◆ **STATED GOAL**
Convert every line of the items below into a Markdown table with the columns "Row" and "Item line," numbering each row and omitting blank lines.

start EXTRACTED RECORDS

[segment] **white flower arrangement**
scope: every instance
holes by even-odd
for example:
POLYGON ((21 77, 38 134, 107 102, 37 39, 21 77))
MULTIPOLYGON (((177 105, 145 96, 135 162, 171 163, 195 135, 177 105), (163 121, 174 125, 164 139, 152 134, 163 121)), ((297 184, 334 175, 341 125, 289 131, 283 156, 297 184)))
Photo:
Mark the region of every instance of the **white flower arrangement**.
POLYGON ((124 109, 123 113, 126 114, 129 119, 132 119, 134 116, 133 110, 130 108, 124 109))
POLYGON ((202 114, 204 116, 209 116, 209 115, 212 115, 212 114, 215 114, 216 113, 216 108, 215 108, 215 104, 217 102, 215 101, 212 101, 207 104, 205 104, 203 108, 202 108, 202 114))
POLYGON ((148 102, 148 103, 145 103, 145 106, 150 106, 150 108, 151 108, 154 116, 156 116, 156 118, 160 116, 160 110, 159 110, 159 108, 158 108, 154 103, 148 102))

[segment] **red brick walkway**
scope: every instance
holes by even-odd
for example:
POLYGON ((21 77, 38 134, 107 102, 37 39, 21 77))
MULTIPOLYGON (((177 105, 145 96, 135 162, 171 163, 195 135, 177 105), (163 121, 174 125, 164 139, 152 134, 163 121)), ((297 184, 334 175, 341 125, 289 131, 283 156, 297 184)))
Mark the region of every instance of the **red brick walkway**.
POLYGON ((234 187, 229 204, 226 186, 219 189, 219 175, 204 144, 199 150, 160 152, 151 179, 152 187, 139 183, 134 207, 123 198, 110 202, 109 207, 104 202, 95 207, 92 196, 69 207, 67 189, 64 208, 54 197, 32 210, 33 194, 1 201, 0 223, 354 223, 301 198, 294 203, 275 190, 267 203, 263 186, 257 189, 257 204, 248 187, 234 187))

end EXTRACTED RECORDS

◆ **COMPLETE OUTPUT**
| Row | Item line |
|---|---|
| 1 | [segment] **white flower arrangement** |
| 2 | scope: every instance |
| 3 | holes by even-odd |
| 4 | for example: |
| 5 | POLYGON ((21 77, 38 134, 107 102, 37 39, 21 77)) |
| 6 | MULTIPOLYGON (((177 105, 145 96, 135 162, 171 163, 195 135, 177 105), (163 121, 174 125, 164 139, 152 134, 163 121)), ((297 184, 334 175, 341 125, 289 131, 283 156, 297 184))) |
| 7 | Photo: |
| 8 | Mark the region of every instance of the **white flower arrangement**. |
| 9 | POLYGON ((124 109, 123 113, 126 114, 129 119, 132 119, 134 116, 133 110, 130 108, 124 109)) |
| 10 | POLYGON ((202 114, 204 116, 209 116, 209 115, 212 115, 212 114, 215 114, 216 113, 216 108, 215 108, 215 104, 217 102, 215 101, 212 101, 207 104, 205 104, 203 108, 202 108, 202 114)) |
| 11 | POLYGON ((148 102, 148 103, 145 103, 145 106, 150 106, 150 108, 151 108, 154 116, 156 116, 156 118, 160 116, 160 110, 159 110, 159 108, 158 108, 154 103, 148 102)) |
| 12 | [segment] **red brick walkway** |
| 13 | scope: every instance |
| 14 | holes by even-odd |
| 15 | for example: |
| 16 | POLYGON ((21 77, 38 134, 107 102, 37 39, 21 77)) |
| 17 | MULTIPOLYGON (((177 105, 145 96, 135 162, 171 163, 195 135, 177 105), (163 121, 174 125, 164 139, 152 134, 163 121)), ((297 184, 334 175, 341 125, 289 131, 283 156, 297 184))) |
| 18 | Mark the region of every instance of the **red brick walkway**. |
| 19 | POLYGON ((234 187, 229 204, 226 186, 219 189, 219 175, 204 144, 199 150, 160 152, 151 179, 152 187, 139 183, 134 207, 123 198, 110 202, 109 207, 104 202, 95 207, 92 196, 69 207, 67 189, 64 208, 54 197, 32 210, 33 194, 1 201, 0 223, 354 223, 301 198, 294 203, 275 190, 267 203, 263 186, 257 189, 257 204, 248 187, 234 187)) |